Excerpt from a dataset
[start]

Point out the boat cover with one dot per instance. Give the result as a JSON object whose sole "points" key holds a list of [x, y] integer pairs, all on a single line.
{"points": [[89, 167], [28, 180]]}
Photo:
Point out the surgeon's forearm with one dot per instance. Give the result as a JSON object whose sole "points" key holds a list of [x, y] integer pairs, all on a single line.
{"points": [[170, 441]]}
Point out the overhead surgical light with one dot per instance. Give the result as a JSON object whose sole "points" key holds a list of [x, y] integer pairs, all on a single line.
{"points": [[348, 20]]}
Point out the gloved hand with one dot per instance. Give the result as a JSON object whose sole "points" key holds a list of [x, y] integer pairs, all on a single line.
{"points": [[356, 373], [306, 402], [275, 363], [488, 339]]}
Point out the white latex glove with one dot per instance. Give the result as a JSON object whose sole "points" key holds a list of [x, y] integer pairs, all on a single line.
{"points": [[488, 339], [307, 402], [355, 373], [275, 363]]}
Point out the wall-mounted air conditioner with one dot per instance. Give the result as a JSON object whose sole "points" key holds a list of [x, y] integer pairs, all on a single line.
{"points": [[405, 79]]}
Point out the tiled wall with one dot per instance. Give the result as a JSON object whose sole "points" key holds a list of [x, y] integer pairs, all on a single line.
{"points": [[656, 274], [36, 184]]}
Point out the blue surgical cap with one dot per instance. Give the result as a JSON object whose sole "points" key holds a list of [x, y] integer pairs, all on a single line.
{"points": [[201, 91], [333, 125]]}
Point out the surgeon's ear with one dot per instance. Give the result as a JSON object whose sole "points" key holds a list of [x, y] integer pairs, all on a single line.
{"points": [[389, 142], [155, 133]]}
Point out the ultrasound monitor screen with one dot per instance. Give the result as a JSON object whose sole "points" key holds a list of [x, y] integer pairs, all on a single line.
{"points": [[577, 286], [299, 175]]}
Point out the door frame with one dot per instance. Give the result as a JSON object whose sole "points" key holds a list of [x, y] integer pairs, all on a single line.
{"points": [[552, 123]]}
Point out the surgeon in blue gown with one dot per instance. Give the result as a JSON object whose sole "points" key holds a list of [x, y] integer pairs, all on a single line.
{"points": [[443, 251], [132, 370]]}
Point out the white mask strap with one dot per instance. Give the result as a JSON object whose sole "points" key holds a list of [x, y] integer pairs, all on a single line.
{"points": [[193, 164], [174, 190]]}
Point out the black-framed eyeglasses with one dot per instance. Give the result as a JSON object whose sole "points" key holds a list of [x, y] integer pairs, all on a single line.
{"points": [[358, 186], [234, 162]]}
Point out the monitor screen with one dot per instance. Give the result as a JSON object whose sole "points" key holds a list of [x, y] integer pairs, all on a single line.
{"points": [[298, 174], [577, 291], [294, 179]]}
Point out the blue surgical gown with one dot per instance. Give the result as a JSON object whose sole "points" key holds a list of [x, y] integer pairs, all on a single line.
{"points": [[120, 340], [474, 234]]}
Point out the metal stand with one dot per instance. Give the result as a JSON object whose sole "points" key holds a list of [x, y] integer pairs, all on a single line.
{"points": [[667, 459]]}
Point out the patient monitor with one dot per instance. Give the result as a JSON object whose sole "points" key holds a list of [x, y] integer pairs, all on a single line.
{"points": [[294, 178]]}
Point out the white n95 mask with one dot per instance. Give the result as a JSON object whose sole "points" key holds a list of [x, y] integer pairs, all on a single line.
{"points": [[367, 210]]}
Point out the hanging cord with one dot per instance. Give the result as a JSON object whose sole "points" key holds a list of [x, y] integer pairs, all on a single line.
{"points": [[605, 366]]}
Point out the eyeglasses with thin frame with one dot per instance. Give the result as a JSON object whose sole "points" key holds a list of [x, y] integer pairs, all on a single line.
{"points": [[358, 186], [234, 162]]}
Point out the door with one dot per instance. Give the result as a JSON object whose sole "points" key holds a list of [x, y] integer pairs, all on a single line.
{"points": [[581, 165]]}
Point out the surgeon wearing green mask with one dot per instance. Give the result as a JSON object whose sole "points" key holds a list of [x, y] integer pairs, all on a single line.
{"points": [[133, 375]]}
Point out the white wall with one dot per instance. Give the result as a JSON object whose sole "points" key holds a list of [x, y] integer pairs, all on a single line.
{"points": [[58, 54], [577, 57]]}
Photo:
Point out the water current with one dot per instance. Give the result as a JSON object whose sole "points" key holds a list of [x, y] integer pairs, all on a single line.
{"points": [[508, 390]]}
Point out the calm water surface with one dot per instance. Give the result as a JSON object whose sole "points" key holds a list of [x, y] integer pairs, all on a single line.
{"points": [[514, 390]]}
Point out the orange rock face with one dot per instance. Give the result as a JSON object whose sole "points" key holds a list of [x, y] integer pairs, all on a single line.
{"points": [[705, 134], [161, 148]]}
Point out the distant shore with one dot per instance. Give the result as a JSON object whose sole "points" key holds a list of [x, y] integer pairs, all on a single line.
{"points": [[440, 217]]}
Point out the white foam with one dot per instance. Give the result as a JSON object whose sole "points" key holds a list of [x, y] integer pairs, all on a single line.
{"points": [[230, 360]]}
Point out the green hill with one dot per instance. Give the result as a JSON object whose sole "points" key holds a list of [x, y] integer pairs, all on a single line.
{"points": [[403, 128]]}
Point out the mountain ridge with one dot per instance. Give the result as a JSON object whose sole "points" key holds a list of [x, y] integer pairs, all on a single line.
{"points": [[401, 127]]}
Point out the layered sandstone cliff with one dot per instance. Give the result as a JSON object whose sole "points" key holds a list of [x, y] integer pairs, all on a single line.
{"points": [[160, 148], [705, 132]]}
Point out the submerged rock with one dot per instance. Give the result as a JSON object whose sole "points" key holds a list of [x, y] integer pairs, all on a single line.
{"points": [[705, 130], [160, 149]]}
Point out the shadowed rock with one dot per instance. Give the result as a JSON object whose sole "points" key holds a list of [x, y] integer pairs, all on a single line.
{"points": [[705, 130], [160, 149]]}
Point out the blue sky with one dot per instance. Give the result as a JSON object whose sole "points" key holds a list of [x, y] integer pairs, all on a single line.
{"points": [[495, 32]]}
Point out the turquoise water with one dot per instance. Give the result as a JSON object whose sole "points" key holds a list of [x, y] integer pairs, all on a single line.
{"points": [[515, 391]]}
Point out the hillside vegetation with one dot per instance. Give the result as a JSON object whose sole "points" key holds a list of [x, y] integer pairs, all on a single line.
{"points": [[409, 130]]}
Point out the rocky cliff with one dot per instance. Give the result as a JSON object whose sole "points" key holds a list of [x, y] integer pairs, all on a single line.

[end]

● Requirement: All of the lines above must be returned exactly.

● Exercise output:
Point out the boat cover with one dot per instance. Give the result as a JSON object whose sole "points" key holds a list of [x, y] integer pairs, all on a single line.
{"points": [[89, 167], [28, 180]]}
Photo:
Point out the surgeon's forearm with one dot per instance. Give the result as a JSON object whose sole "points" key holds a list of [x, y] integer pairs, all on a single line.
{"points": [[170, 441]]}
Point out the overhead surgical light with one dot per instance. Give the result as a JSON object whose sole "points" key holds a list of [x, y] integer pairs, all on a single line.
{"points": [[348, 20]]}
Point out the gloved hand with one dot per instance. Give the result as a JSON object whose sole "points" key holds a list of [x, y] integer pairs, all on a single line.
{"points": [[356, 373], [306, 402], [275, 363], [488, 339]]}
Point out the white latex glove with one dot per instance. Give the result as a JSON object whose sole "points" key holds a list of [x, y] integer pairs, all on a single line.
{"points": [[488, 339], [307, 402], [355, 373], [275, 363]]}
Point out the wall-mounted air conditioner with one dot per instance. Give the result as a JSON object whose sole "points" key holds a list of [x, y] integer pairs, all on a single line.
{"points": [[405, 79]]}
Point out the tiled wall with one dot per instance. Give the result as a JSON object whose sole "points" key holds a list of [x, y] integer pairs, all on a single line.
{"points": [[656, 274], [36, 184]]}
Point out the blue surgical cap with one dot per instance. Give the result as a JSON object whose sole "points" key holds a list of [x, y] integer pairs, all on a single line.
{"points": [[201, 91], [333, 125]]}
Point out the surgeon's ear with one dot per instance. Give the result as a JSON object whose sole "points" key holds a list of [x, y] integer pairs, all on a single line.
{"points": [[389, 142], [155, 133]]}
Point out the ultrasound monitor screen with one dot per instance. Give the result as a JSON object whose sole "points" key holds a list of [x, y] integer pairs, all on a single line.
{"points": [[577, 286], [299, 175]]}
Point out the door frame with one dot per instance. Give the result as a JSON object whose sole "points" key holds a list of [x, y] integer pairs, all on a single line.
{"points": [[552, 123]]}
Point out the surgeon in blue gown with one dot per instance. Give the result as a JSON object whose sole "points" key holds a list of [x, y] integer pairs, all on a single line.
{"points": [[443, 251], [132, 370]]}
Point out the white mask strap with one dot per instance. Give the result as a JSON object whose sole "points" key holds a list of [x, y] integer pairs, all on a single line.
{"points": [[193, 164], [174, 190]]}
Point out the black-framed eyeglasses with one dot per instance. Give the result as a JSON object whose sole "points" key holds a list of [x, y] integer pairs, all on a single line.
{"points": [[358, 186], [234, 162]]}
Point out the monitor screen with one dot per instance. Give the result as a JSON object whose sole "points" key holds a list of [x, y] integer pairs, all on a single line.
{"points": [[298, 174], [577, 291], [294, 179]]}
Point out the blue surgical gown with one dot per instance. Give the result as a JSON object whose sole "points" key holds a list of [x, y] integer pairs, all on a single line.
{"points": [[120, 340], [474, 234]]}
Point out the metal stand with one dot per instance. Give the result as a JSON object whose sole "points" key holds a list of [x, y] integer pairs, all on a single line.
{"points": [[667, 459]]}
Point out the patient monitor with one dot per instance. Give the result as a JSON object whose sole "points" key holds a list of [x, y] integer pairs, all on a single line.
{"points": [[294, 178]]}
Point out the white n95 mask with one dot per instance. Give the result as a JSON object whose sole "points" key holds a list of [x, y] integer pairs, all on a single line.
{"points": [[367, 210]]}
Point out the hanging cord with one dot per instance. Give the result as a JSON object whose sole "points" key holds a list of [x, y] integer pairs, all on a single line.
{"points": [[605, 366]]}
Point out the eyeglasses with thin frame with one dot per instance. Give the result as a JSON object whose sole "points" key holds a list of [x, y] integer pairs, all on a single line.
{"points": [[358, 186], [234, 162]]}
Point out the door with one dot per instance. Give the result as a JSON object whose sole "points" key holds a list of [x, y] integer pairs, all on a single line.
{"points": [[581, 165]]}
Point out the surgeon wearing green mask with one dot per instance. Give the result as a JSON object whose sole "points" key holds a list of [x, y] integer pairs, all on a single line.
{"points": [[133, 375]]}
Point out the white wall with one dot per instance. Give the result as a JSON object whose sole "points" key holds a list of [x, y] integer pairs, all on a single line.
{"points": [[58, 54], [577, 57]]}
Photo:
Point out the water current with one dot per instance. Give the result as a JSON object whose sole "points" key holds a list of [x, y] integer pairs, all on a single line.
{"points": [[508, 390]]}
Point out the calm water surface with one dot per instance. Give the result as a JSON object whose sole "points" key holds a list of [x, y] integer pairs, all on a single line.
{"points": [[514, 390]]}
Point out the orange rock face with one dot per instance. Give the result as a JSON object whose sole "points" key holds a list of [x, y] integer pairs, all on a single line.
{"points": [[705, 134], [161, 148]]}
Point out the distant shore with one dot per instance. Give the result as a JSON object whose sole "points" key holds a list of [x, y] integer pairs, all on a single line.
{"points": [[440, 217]]}
Point out the white foam with one dot per instance. Give the result as a JSON object whose sole "points" key holds a list of [x, y] integer pairs, all on a single line.
{"points": [[230, 360]]}
Point out the green hill with one dot per instance. Give the result as a JSON object whose sole "points" key holds a list of [x, y] integer pairs, all on a single line.
{"points": [[403, 128]]}
Point out the mountain ridge with one dot per instance. Give the result as a JSON object whose sole "points" key holds a list of [x, y] integer pairs, all on a single line.
{"points": [[401, 127]]}
Point out the layered sandstone cliff with one dot per instance. Give the result as a JSON object whose sole "points" key holds a list of [x, y] integer pairs, all on a single line.
{"points": [[160, 148], [705, 132]]}
Point out the submerged rock with one dot per instance. Give the result as a JSON object whose sole "points" key holds a list of [x, y] integer pairs, all on a single line.
{"points": [[705, 130], [160, 149]]}
Point out the shadowed rock with one dot per instance. Give the result as a JSON object whose sole "points" key holds a list of [x, y] integer pairs, all on a single line.
{"points": [[705, 130], [160, 149]]}
Point out the blue sky with one dot per instance. Give the result as a JSON object whose sole "points" key holds a list of [x, y] integer pairs, all on a single line.
{"points": [[495, 32]]}
Point out the turquoise water with one dot per instance. Give the result as a JSON object whose sole "points" key holds a list of [x, y] integer pairs, all on a single line.
{"points": [[515, 391]]}
Point out the hillside vegetation with one dot per instance. Give the result as a JSON object whose sole "points" key holds a list of [x, y] integer pairs, all on a single line.
{"points": [[409, 130]]}
Point out the rocky cliff with one dot per instance. Give the result as a JSON object whose sole "points" key holds a list of [x, y] integer pairs, all on a single line.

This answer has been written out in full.